MATERIALS PROVIDED Start Marker

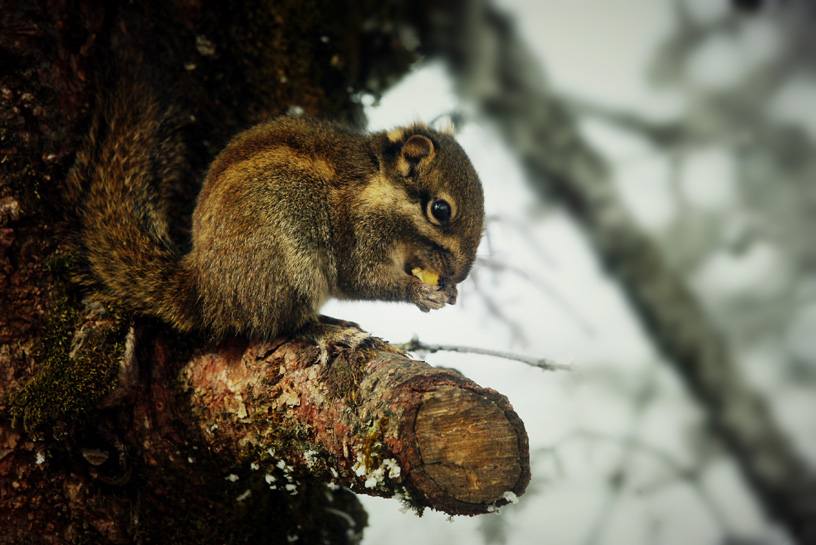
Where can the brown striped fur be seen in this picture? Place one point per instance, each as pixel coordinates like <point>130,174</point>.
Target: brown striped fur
<point>293,211</point>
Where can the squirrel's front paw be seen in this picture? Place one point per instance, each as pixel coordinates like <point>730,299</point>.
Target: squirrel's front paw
<point>427,296</point>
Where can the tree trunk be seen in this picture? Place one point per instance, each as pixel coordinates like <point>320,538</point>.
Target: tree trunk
<point>113,430</point>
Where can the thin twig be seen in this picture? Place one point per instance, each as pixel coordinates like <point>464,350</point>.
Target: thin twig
<point>415,345</point>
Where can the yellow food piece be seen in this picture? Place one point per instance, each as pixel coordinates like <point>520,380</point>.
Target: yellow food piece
<point>427,277</point>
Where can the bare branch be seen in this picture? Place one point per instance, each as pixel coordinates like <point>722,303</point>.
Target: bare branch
<point>415,345</point>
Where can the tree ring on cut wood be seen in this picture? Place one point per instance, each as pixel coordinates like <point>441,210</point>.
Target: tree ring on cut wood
<point>470,450</point>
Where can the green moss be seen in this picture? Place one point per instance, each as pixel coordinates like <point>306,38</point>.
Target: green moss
<point>67,386</point>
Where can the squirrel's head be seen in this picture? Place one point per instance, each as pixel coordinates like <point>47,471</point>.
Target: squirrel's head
<point>442,219</point>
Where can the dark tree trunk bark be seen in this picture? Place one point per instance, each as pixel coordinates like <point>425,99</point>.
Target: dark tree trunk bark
<point>113,430</point>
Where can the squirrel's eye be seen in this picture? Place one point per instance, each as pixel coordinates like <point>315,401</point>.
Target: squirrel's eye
<point>440,211</point>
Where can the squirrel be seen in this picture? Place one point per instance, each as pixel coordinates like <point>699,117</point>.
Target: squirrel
<point>291,212</point>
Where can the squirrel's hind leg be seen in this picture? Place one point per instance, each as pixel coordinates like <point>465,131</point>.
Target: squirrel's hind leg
<point>333,336</point>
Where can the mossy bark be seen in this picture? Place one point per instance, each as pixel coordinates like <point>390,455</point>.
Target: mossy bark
<point>79,460</point>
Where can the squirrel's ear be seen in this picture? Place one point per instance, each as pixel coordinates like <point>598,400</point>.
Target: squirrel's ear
<point>416,150</point>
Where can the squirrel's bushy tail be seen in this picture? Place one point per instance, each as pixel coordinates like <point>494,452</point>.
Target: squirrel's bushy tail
<point>119,191</point>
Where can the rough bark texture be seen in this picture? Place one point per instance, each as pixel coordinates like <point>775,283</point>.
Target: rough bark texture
<point>371,420</point>
<point>496,71</point>
<point>108,432</point>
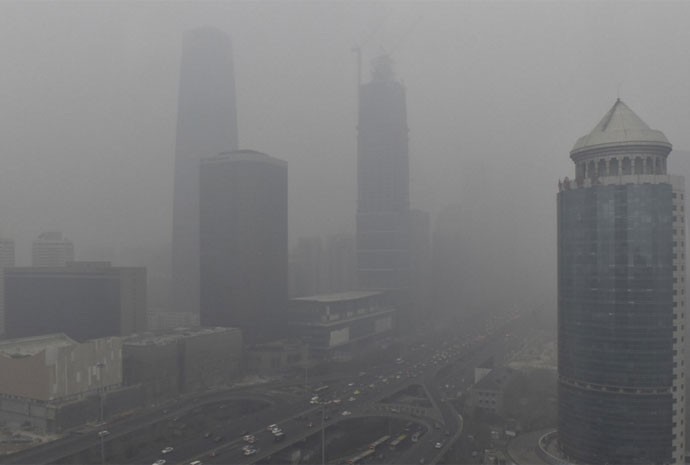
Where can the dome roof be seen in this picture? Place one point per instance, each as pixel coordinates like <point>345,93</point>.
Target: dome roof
<point>620,126</point>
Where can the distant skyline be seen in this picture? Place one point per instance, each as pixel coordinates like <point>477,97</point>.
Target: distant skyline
<point>497,95</point>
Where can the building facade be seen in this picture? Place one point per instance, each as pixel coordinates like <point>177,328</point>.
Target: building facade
<point>52,249</point>
<point>6,261</point>
<point>383,178</point>
<point>244,243</point>
<point>621,298</point>
<point>342,326</point>
<point>84,300</point>
<point>45,372</point>
<point>206,126</point>
<point>182,360</point>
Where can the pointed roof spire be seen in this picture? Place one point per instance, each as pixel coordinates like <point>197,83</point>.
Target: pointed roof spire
<point>620,126</point>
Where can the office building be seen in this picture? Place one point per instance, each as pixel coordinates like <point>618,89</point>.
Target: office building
<point>621,298</point>
<point>51,249</point>
<point>181,361</point>
<point>383,182</point>
<point>343,326</point>
<point>6,261</point>
<point>84,300</point>
<point>206,126</point>
<point>48,379</point>
<point>244,243</point>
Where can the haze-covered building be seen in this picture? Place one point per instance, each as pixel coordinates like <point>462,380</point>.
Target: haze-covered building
<point>43,374</point>
<point>342,326</point>
<point>182,360</point>
<point>244,244</point>
<point>383,179</point>
<point>206,126</point>
<point>621,298</point>
<point>84,300</point>
<point>52,249</point>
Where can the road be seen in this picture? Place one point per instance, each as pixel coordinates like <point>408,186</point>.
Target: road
<point>290,408</point>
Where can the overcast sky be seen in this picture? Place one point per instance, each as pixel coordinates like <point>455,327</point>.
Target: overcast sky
<point>498,93</point>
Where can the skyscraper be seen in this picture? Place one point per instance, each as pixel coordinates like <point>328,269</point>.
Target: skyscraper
<point>244,243</point>
<point>383,182</point>
<point>52,249</point>
<point>85,300</point>
<point>621,298</point>
<point>206,126</point>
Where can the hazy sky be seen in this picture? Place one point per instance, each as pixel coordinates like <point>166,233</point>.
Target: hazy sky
<point>498,92</point>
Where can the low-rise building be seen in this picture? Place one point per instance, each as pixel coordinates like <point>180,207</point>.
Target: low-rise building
<point>487,394</point>
<point>277,357</point>
<point>182,360</point>
<point>43,373</point>
<point>342,326</point>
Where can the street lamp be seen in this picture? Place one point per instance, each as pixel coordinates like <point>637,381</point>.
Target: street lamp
<point>102,435</point>
<point>100,366</point>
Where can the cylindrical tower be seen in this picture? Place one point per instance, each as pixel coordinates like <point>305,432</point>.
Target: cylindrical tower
<point>621,298</point>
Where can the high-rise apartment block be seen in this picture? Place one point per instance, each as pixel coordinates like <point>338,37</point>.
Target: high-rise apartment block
<point>244,243</point>
<point>52,249</point>
<point>6,261</point>
<point>84,300</point>
<point>206,126</point>
<point>621,298</point>
<point>383,178</point>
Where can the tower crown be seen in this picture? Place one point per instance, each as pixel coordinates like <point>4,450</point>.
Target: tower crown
<point>620,144</point>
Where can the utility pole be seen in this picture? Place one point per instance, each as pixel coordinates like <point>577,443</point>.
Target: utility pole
<point>100,366</point>
<point>102,435</point>
<point>323,434</point>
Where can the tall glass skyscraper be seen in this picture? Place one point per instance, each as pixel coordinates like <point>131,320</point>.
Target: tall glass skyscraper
<point>206,126</point>
<point>244,243</point>
<point>383,177</point>
<point>621,298</point>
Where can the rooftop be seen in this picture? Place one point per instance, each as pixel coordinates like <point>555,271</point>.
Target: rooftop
<point>337,297</point>
<point>620,126</point>
<point>172,335</point>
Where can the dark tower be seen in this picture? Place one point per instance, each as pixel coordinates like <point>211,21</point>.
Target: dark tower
<point>244,243</point>
<point>206,126</point>
<point>383,179</point>
<point>621,282</point>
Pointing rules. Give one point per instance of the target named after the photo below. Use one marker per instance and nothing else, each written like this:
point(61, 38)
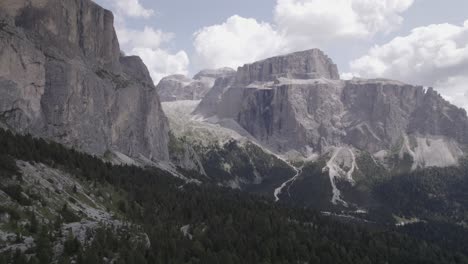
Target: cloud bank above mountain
point(435, 55)
point(298, 25)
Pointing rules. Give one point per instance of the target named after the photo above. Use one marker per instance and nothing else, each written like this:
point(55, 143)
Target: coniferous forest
point(224, 226)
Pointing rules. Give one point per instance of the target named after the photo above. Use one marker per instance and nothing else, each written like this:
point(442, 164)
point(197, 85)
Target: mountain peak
point(308, 64)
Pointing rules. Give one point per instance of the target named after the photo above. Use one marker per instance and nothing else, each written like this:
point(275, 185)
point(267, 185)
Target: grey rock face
point(287, 104)
point(180, 87)
point(308, 64)
point(62, 78)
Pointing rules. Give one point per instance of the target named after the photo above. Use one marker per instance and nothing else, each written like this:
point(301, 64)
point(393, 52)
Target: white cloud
point(318, 22)
point(235, 42)
point(435, 55)
point(132, 8)
point(149, 45)
point(161, 63)
point(299, 24)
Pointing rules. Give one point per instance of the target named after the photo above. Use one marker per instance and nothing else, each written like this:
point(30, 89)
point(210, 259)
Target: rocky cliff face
point(180, 87)
point(62, 77)
point(297, 102)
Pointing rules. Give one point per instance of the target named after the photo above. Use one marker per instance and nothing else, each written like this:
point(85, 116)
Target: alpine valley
point(279, 161)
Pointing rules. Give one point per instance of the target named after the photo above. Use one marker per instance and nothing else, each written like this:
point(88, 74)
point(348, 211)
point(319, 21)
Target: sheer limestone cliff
point(62, 77)
point(180, 87)
point(296, 102)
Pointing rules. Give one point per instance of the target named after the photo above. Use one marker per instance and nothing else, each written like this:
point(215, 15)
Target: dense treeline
point(221, 225)
point(432, 194)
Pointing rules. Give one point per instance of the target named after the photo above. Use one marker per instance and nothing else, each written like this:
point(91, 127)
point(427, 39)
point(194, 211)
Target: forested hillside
point(187, 223)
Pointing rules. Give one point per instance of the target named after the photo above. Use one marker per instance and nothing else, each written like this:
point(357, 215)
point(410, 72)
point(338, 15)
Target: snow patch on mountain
point(342, 164)
point(206, 131)
point(431, 151)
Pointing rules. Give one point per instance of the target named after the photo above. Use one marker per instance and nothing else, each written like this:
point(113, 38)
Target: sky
point(421, 42)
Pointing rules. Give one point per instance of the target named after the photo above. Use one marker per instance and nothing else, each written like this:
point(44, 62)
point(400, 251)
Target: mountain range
point(286, 130)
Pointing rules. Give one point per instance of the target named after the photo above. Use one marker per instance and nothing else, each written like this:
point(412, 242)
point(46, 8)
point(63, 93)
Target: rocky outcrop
point(180, 87)
point(297, 103)
point(62, 77)
point(310, 64)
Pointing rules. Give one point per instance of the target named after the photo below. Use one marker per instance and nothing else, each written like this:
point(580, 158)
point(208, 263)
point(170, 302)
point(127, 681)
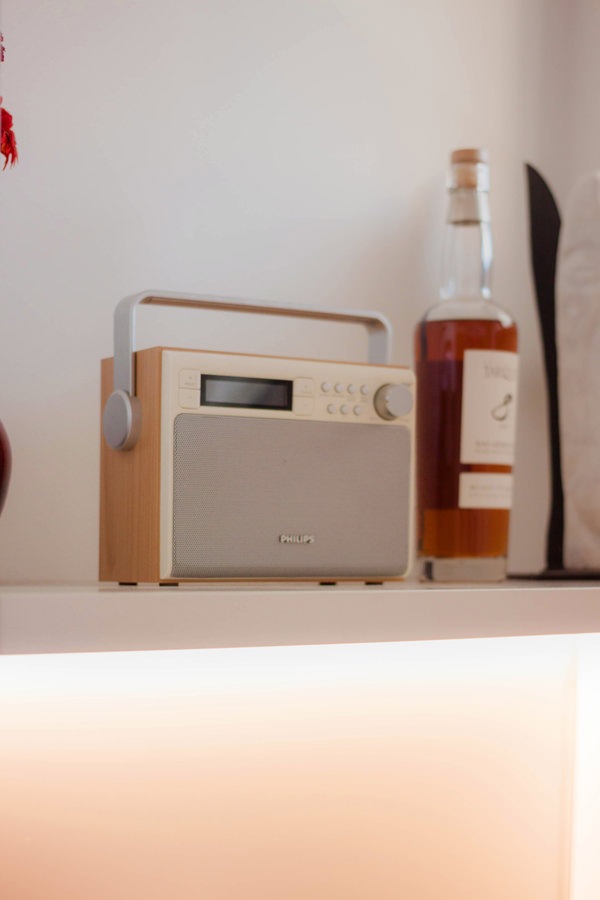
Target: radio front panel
point(275, 468)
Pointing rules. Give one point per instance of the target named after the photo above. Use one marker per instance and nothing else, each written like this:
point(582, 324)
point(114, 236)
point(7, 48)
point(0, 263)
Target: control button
point(303, 406)
point(304, 387)
point(393, 400)
point(189, 399)
point(189, 378)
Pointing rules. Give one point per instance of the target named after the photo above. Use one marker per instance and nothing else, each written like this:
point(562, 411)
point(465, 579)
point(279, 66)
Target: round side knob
point(393, 400)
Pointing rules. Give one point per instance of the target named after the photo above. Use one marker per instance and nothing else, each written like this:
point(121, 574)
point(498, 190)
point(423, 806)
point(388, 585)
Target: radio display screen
point(246, 393)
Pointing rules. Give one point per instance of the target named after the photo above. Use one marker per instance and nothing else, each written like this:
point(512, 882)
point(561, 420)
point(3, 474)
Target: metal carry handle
point(122, 413)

MATERIALS PROVIDED End Marker

## TO DO
From the entries above, write out only the lines starting at the line that holds "Where can the overcast" and ending at the line that holds "Where can the skyscraper", keeping both and matching them exactly.

## EXERCISE RESPONSE
Where can the overcast sky be seen in this picture? Place one point per instance, each as pixel coordinates like <point>455,327</point>.
Target: overcast sky
<point>498,93</point>
Where can the skyscraper be seen in this picture? Place one point per instance, each as pixel coordinates like <point>328,269</point>.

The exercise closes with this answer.